■ **Quoted text**
# Fans



## mc_ram (Oct 7, 2006)

im wondering if i will need to buy fan guards?
do they usually come with the order?


(i want to order everything in a one-er, to save delivery charges -yes, im cheap)


----------



## carsey (Aug 19, 2006)

It depends what company you get them from. Have you a link to the product and we will see if they supply guards?


----------



## mc_ram (Oct 7, 2006)

coolermaster


----------



## carsey (Aug 19, 2006)

What type?? They sell alot of fans and it will be hard to guess which ones come with grilles or not.


----------



## mc_ram (Oct 7, 2006)

sorry,

http://www.coolermaster-europe.com/index.php?LT=uk&Language_s=15&url_place=product_list&p_class=1496


----------



## carsey (Aug 19, 2006)

■ **Rows**

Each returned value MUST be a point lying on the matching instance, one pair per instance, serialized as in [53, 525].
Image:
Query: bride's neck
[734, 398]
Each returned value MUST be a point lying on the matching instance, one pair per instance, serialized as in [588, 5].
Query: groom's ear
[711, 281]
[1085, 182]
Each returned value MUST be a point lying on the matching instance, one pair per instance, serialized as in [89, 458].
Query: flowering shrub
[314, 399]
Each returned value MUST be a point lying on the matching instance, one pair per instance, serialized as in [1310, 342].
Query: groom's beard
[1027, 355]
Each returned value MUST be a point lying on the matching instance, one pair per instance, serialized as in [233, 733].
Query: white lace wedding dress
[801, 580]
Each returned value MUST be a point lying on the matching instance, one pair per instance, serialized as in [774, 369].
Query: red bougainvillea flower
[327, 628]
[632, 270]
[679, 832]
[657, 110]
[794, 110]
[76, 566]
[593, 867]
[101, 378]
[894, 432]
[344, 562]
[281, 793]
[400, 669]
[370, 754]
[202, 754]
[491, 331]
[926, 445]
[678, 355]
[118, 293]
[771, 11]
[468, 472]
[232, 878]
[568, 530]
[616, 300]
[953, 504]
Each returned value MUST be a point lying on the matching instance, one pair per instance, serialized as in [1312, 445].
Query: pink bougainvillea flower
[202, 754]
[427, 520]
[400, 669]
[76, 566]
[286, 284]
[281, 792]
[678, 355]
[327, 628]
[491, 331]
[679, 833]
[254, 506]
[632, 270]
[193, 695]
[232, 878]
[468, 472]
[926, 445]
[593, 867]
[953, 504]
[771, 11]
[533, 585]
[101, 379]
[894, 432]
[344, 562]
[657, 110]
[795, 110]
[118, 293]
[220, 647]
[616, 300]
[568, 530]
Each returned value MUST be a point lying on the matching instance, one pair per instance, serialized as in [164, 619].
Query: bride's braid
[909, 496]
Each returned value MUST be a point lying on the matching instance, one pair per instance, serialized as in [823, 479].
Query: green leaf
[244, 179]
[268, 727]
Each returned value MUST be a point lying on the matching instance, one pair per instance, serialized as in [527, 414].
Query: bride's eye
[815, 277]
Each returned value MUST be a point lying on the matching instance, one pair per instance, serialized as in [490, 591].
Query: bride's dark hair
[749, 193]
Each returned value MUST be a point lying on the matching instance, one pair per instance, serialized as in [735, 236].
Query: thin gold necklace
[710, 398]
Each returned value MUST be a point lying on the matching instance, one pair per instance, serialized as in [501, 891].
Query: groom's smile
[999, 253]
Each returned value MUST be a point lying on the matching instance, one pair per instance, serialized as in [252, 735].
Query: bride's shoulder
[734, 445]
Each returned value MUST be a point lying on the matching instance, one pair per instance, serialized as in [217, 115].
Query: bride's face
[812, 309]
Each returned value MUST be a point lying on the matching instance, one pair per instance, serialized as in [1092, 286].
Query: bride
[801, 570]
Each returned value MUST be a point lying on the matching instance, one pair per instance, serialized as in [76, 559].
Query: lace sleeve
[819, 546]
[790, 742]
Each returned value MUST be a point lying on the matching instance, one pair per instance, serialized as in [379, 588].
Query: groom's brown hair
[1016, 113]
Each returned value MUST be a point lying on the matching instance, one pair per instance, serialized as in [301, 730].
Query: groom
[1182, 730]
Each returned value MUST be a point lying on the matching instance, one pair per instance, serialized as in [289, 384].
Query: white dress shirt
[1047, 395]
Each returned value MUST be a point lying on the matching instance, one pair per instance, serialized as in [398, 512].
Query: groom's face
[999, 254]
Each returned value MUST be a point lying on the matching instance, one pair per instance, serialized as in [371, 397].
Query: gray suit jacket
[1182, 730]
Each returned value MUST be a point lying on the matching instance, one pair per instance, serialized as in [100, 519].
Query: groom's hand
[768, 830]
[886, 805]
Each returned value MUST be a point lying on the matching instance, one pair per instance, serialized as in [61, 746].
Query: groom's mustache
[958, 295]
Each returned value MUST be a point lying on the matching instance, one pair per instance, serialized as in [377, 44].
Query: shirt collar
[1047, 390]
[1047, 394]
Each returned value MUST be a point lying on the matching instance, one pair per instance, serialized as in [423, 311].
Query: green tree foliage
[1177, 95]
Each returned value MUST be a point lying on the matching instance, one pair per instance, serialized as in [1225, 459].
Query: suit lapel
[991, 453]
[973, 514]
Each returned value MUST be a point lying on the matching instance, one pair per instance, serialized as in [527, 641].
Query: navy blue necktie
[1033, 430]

■ **Requirements**
(1) Copy the records word for word, beginning at their first line and stopping after the line that contains "[1085, 182]".
(2) Write a continuation of the forum thread about fan guards, picking up from its final line.

■ **Results of the tasks**
(1)
Each returned value MUST be a point lying on the matching instance, one pair per instance, serialized as in [53, 525].
Image:
Query: bride's neck
[734, 398]
Each returned value MUST be a point lying on the matching instance, one pair per instance, serialized as in [588, 5].
Query: groom's ear
[711, 281]
[1085, 182]

(2)
Looks like they dont.

This appears to be the packing of the item:

http://www.coolermaster-europe.com/product_common_images/c1e53e5baa3790b4b55ce854d0a8b72a.jpg

A guard is only about 99p from most shops


----------



## mc_ram (Oct 7, 2006)

thanks, should of worked out myself, cheers


----------



## carsey (Aug 19, 2006)

No problem. Always happy to help.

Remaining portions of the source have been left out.